### THE RECORDS ###

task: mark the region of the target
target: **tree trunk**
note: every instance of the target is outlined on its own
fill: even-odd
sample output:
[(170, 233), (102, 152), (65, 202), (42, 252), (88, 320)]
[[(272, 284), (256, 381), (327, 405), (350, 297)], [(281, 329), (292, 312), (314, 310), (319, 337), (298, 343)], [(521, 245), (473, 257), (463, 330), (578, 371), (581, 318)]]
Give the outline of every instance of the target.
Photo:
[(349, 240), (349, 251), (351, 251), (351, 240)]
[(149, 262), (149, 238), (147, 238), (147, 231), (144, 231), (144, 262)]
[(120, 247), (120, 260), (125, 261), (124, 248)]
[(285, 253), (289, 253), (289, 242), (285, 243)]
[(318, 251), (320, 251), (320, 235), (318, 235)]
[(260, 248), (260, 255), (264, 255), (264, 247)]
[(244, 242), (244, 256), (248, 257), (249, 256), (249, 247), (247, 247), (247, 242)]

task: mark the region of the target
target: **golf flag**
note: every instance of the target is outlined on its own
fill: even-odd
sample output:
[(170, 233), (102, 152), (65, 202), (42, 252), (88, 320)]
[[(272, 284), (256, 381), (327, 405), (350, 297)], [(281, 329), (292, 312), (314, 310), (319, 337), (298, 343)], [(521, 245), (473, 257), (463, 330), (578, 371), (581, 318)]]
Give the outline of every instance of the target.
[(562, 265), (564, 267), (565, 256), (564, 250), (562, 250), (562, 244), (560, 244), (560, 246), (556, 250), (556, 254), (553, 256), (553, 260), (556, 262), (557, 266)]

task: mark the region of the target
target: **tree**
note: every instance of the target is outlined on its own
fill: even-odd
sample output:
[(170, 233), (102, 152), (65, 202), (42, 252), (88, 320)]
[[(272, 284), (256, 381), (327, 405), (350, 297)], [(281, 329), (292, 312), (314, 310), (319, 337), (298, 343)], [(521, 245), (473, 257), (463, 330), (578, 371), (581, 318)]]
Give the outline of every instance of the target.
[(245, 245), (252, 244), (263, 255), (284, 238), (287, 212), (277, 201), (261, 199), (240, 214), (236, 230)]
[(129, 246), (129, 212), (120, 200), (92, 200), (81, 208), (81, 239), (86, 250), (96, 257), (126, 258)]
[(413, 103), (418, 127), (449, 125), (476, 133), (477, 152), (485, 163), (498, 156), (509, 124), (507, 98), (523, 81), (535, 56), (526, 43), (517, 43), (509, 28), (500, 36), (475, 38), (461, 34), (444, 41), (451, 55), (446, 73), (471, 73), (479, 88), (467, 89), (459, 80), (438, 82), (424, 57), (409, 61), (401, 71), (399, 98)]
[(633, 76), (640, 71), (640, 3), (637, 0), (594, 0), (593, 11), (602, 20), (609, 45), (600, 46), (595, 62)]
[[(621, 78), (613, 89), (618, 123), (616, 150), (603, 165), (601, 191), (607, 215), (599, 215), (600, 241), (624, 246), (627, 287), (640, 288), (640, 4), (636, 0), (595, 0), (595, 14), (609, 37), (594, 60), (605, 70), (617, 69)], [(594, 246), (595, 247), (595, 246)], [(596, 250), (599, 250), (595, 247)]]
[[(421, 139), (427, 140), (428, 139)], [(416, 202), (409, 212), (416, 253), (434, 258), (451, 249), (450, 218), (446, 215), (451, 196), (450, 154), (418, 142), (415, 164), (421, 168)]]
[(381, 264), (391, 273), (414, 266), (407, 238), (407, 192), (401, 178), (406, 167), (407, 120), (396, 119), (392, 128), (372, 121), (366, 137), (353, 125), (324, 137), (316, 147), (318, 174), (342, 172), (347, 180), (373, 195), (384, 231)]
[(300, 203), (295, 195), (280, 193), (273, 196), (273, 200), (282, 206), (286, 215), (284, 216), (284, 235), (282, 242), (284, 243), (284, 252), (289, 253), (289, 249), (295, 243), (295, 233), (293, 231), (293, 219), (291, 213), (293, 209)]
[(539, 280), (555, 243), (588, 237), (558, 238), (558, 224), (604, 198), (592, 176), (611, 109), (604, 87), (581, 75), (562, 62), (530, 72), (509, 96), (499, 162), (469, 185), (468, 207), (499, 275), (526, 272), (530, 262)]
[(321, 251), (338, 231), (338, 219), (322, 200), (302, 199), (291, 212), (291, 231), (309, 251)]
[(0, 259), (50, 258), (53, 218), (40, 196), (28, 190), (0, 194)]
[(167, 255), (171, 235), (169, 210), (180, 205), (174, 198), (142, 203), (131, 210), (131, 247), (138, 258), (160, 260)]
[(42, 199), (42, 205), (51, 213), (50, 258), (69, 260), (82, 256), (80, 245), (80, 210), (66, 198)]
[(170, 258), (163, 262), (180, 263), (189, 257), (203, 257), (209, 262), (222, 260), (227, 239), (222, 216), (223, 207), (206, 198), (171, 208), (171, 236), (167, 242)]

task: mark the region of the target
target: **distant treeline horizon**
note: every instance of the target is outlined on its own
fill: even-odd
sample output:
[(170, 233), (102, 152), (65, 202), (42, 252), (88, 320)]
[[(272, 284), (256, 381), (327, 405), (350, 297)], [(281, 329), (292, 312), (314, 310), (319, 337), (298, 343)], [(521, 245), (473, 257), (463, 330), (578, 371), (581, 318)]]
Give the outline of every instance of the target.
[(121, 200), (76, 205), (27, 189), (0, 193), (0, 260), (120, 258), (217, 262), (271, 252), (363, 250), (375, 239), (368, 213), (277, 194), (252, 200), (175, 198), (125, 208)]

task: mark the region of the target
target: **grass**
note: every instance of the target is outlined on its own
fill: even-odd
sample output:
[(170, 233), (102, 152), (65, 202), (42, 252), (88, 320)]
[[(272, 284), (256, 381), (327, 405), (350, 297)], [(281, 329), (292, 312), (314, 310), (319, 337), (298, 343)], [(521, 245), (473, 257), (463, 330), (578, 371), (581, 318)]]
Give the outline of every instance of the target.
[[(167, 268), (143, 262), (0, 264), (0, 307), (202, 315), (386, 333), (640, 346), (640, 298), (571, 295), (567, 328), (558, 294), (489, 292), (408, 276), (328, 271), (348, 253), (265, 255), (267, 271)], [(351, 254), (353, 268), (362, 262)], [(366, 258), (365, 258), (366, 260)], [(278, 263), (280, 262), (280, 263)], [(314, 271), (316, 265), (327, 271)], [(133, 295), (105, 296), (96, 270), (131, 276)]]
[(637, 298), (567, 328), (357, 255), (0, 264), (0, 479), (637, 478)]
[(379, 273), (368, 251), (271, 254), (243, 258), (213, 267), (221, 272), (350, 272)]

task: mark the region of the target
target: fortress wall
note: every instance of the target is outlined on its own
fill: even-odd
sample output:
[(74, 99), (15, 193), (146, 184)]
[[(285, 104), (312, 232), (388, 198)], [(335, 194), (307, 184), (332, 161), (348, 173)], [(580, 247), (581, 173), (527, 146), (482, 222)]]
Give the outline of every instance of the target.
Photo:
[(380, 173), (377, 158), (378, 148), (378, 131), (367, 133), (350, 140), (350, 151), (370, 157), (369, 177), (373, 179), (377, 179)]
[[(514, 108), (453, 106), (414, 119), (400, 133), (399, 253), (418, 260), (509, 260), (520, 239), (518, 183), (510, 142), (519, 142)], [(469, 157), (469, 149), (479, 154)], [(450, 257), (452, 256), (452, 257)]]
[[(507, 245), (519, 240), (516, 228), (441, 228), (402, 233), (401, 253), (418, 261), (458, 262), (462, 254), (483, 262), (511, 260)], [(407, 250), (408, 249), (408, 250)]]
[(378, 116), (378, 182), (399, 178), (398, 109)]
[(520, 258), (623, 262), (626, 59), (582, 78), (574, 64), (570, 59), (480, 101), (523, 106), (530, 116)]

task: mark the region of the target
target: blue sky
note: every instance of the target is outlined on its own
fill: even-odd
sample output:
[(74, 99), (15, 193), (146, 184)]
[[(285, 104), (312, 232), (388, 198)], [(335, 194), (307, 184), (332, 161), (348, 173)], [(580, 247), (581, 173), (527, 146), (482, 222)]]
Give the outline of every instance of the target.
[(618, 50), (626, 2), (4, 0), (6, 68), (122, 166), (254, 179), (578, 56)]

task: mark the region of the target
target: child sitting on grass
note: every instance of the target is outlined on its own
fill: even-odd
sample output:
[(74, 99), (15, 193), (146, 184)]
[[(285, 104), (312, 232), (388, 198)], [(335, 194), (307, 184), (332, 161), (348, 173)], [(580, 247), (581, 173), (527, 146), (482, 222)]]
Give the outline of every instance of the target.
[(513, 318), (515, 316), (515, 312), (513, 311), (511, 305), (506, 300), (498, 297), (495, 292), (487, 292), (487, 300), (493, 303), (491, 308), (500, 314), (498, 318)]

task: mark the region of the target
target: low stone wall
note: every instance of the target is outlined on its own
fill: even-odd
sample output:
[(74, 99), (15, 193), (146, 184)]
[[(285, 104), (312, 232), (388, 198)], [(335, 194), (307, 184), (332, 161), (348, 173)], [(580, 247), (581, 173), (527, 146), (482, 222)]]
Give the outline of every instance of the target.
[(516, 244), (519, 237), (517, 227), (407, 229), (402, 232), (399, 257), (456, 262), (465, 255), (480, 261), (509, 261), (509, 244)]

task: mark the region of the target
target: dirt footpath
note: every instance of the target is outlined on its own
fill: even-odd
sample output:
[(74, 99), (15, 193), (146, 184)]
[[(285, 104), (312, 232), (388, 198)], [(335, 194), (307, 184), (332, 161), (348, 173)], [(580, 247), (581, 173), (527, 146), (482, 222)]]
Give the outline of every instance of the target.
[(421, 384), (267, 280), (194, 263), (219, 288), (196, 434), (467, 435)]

###

> _HOW TO COMPLETE THIS TASK_:
"target: **golf flag**" marks the last line to print; print everything from the first line of the data through that line, unchanged, and nothing more.

> _REPLY_:
task: mark the region of the target
target: **tree trunk**
note: every instance of the target is outlined on its own
fill: even-odd
sample output:
[(170, 233), (102, 152), (65, 202), (42, 252), (88, 320)]
[[(272, 284), (256, 381), (327, 405), (350, 297)], [(281, 329), (292, 312), (314, 310), (319, 337), (298, 343)], [(521, 245), (473, 257), (463, 330), (578, 371), (581, 318)]]
Give the outline of every instance of the target.
Photo:
[(349, 240), (349, 251), (351, 251), (351, 240)]
[(149, 262), (149, 238), (147, 238), (147, 231), (144, 231), (144, 262)]
[(120, 247), (120, 260), (125, 261), (124, 248)]
[(285, 253), (289, 253), (289, 242), (285, 243)]
[(318, 251), (320, 251), (320, 235), (318, 235)]
[(260, 248), (260, 255), (264, 255), (264, 247)]
[(244, 242), (244, 256), (248, 257), (249, 256), (249, 247), (247, 247), (247, 242)]

task: mark the region of the target
target: **golf flag**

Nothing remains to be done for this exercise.